The workshops I run and many workshops I attend use a whole range of instruments which I tend to call "instant access" instruments, drums, rattles, shakers, xylophones, gongs and so on a wide selection of which can be bought through Sound Travels. It is interesting to trace the way in which these musical tools have entered our musical spaces, particularly since many if not most of them are non european in origin.
Earlier in the last century, it was Karl Orff, or to be precise, his colleague Hans Bergese, who designed instruments (based on rersearch and travel in the far east) which would be suitable for use in schools and which could be played instantly without the necessary long period of (often painful) training involved in learning the standard instruments of the European tradition such as viloins, flutes and french horns. These "Orff" instruments, as they are still known in some places, are indeed user friendly and a lot of teaching methodolgy developed around them. One anomoly, which still exists, is the practice of tuning these instruments, (box xylophones, glockenspiels, mettalophones) to the standard diatonic scale, as if their main purpose would be in recreating tonal music of the European tradition. This seemed to me to be not only pointless but counterproductive since the far more useable pentatonic scale is much more useful for the kind of improvisatory work for which these instruments are ideally suited. Tuning them to diatonic scales not only creates issues around what material to play (and most of the so-called "Orff Schulwerk" felt quaint and dated as soon as it appeared) but it also places them in the domain of specialist teachers with the result that most classroom teachers leave them to collect dust in forgotten cupboards.
More recently, these instruments have found a home in music therapy and also in community music workshops and have been added to by a wide range of "ethnic" instruments imported from all over the world, often mixed up together to represent a multi cultural canvas of sound which is often colourful, productive and fruitful. Whilst some workshop leaders will attempt to use these instruments authentically (for example, those djembe workshops which try to reproduce faithfully African traditional drumming) I prefer to encourage and initiate free improvising so that participants are not restricted in any way by notions of what is right or wrong. If it sounds good it is good.
So where does this leave music technology? In a recent training workshop (part of the Lifemusic programme running in Bognor Regis) participants were introduced to some of the latest digital equipment including soundbeam and ipod applications, synthesised sound as well as effects units which create a whole range of delays, repetitions, resonances, echo boxes and the possibility for amplification. There is no doubt that some of these are invaluable tools when working with people with physical impairments but the training day generated considerable discussion about the quality and nature of digital sound and its overall value.
Apart from the ever-present threat of ear damaging feedback (which makes us all nervous) there is the issue of the sounds themeselves and how the clinical "purity" of synthesised sound coming through speaker cones, blends with the natural quality of the sounds coming from sources which are being struck, shaken or stroked. It is not only the quality of sound but the kind of effort and the physical involvment and gestures involved in its creation which feeds into the musical meanings. How does a finger on a button or a touch sensitive screen equate with the whole body energy it takes to play the balafon, shake a maraca or even strike a triangle let alone to open the throat, fill the lungs and sing.
Or are the products of music technology in fact no different to any other musical instruments? As our trainer pointed out, it is only the mind of the musician employing the instrument which determines the quality of what comes out and this is as true for a tambour as it is for a Technics 23D.
My own feelings are ambiguous though most of the time I try to avoid anything amplified, digitalised or involving knobs. What do other workshop leaders feel about this question?

# # # #

**WHAT TO DO:** In the piece on workshop instruments, who actually designed the instruments known as "Orff" instruments? The listing comes from a different source than the piece on workshop instruments.

**DATA:**
# # # #

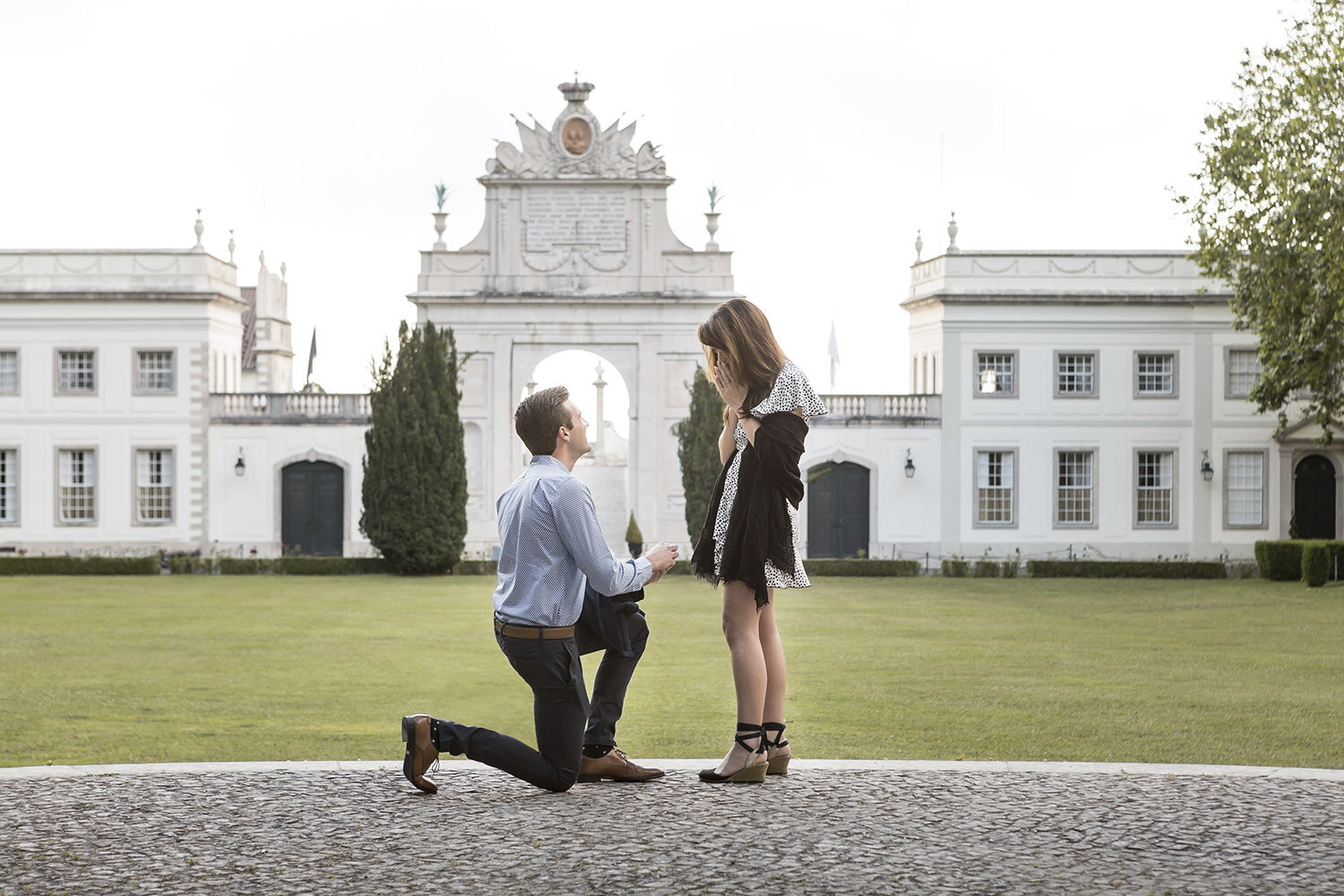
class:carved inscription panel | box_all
[523,186,626,253]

# # # #

**ANSWER TO THIS EXERCISE:** Hans Bergese, a colleague of Karl Orff, designed them.